### Written instruction
Below is a set of entries. Reproduce exactly the lines from the one containing "Target = concrete floor" through the end, both included.

### Dataset records about object locations
--------------------------------------------------
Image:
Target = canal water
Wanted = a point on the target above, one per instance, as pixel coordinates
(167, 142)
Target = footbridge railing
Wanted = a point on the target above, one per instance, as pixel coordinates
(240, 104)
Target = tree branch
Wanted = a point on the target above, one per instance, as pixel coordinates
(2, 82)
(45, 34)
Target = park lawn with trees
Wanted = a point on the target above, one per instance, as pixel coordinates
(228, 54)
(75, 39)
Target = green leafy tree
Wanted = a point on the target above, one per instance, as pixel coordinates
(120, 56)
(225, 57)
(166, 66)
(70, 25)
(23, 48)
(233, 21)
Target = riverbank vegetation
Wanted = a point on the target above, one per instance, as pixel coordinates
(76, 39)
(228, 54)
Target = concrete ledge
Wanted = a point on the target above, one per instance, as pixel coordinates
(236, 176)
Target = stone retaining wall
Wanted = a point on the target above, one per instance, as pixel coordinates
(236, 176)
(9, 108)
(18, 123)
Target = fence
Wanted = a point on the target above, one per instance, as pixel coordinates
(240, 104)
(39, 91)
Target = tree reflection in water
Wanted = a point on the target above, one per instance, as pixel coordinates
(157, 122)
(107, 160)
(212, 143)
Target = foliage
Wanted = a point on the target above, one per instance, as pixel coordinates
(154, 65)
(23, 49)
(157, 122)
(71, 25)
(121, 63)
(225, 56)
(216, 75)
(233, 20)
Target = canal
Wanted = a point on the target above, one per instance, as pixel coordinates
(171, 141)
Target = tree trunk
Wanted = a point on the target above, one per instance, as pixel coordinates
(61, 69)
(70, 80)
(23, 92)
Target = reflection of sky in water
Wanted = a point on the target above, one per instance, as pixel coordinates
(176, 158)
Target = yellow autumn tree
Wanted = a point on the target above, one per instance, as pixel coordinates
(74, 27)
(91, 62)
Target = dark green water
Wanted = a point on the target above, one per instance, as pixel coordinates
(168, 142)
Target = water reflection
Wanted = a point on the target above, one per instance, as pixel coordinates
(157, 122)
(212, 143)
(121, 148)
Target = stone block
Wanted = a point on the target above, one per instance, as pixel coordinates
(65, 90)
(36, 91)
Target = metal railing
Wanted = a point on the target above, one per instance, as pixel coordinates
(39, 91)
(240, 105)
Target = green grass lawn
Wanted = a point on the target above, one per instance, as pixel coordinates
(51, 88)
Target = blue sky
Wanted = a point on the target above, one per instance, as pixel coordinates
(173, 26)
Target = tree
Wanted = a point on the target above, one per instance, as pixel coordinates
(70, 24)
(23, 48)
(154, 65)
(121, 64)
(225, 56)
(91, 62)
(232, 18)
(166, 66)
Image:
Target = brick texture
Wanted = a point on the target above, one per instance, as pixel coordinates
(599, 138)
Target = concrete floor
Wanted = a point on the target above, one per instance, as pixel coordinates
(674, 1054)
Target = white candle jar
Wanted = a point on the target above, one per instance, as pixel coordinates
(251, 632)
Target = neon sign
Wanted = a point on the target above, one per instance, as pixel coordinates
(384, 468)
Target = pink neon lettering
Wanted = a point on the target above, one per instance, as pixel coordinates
--------------------------------------------------
### The completed task
Target = concrete floor
Wanted = a point on the target above, one per instance, as pixel coordinates
(674, 1054)
Target = white candle jar
Wanted = a point on the target above, one per instance, as pixel coordinates
(251, 632)
Target = neon sign
Wanted = a point on the target above, one per instance, as pixel coordinates
(384, 468)
Target = pink neon lettering
Wanted = a point on the target above, one per instance, as pixel coordinates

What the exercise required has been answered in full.